All lines from the one containing "of the dark" through the last line of the listing below are to be copied exactly. Exclude the pictures.

EXERCISE INPUT
========
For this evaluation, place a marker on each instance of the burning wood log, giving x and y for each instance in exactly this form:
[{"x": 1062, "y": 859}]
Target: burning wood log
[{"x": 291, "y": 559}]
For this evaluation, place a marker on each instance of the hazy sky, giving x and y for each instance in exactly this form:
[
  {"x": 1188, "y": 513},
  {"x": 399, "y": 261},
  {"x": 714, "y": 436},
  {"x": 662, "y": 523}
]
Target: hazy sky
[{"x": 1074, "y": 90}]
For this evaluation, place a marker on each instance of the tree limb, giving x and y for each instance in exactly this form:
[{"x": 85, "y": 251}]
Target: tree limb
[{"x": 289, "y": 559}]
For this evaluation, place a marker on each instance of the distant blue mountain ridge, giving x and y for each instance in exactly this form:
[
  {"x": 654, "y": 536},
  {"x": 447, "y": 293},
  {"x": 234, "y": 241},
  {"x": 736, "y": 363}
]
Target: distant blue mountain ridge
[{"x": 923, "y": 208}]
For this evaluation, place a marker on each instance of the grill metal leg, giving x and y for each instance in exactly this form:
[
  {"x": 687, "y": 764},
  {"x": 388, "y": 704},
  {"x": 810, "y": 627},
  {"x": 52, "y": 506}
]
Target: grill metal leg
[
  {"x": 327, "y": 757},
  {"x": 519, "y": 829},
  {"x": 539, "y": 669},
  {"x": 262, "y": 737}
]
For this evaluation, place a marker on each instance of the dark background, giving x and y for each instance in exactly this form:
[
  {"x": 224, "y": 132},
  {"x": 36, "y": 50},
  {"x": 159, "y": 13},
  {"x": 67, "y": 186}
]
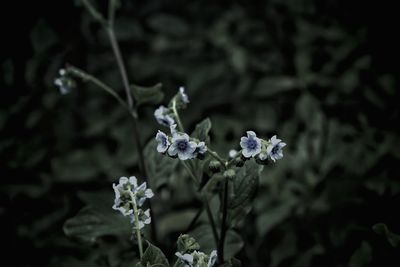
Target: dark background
[{"x": 323, "y": 75}]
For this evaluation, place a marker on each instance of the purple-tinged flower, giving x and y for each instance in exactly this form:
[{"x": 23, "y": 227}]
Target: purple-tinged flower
[
  {"x": 274, "y": 148},
  {"x": 162, "y": 118},
  {"x": 143, "y": 216},
  {"x": 162, "y": 140},
  {"x": 251, "y": 145},
  {"x": 127, "y": 192},
  {"x": 182, "y": 146},
  {"x": 183, "y": 95},
  {"x": 201, "y": 148}
]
========
CORRECT RESPONSE
For this evaluation, place a marker on each instance of the dark background, giving x and y for each instance in exactly this form:
[
  {"x": 224, "y": 132},
  {"x": 36, "y": 50},
  {"x": 159, "y": 13},
  {"x": 67, "y": 186}
]
Target: dark background
[{"x": 323, "y": 75}]
For this evaluation, place a marker on each instance of the purple-tinged flower, giving x and y for each instance in exactly this form:
[{"x": 23, "y": 227}]
Target: purple-tinged flower
[
  {"x": 274, "y": 148},
  {"x": 162, "y": 118},
  {"x": 143, "y": 216},
  {"x": 162, "y": 140},
  {"x": 251, "y": 145},
  {"x": 127, "y": 192},
  {"x": 182, "y": 146},
  {"x": 183, "y": 95},
  {"x": 201, "y": 148}
]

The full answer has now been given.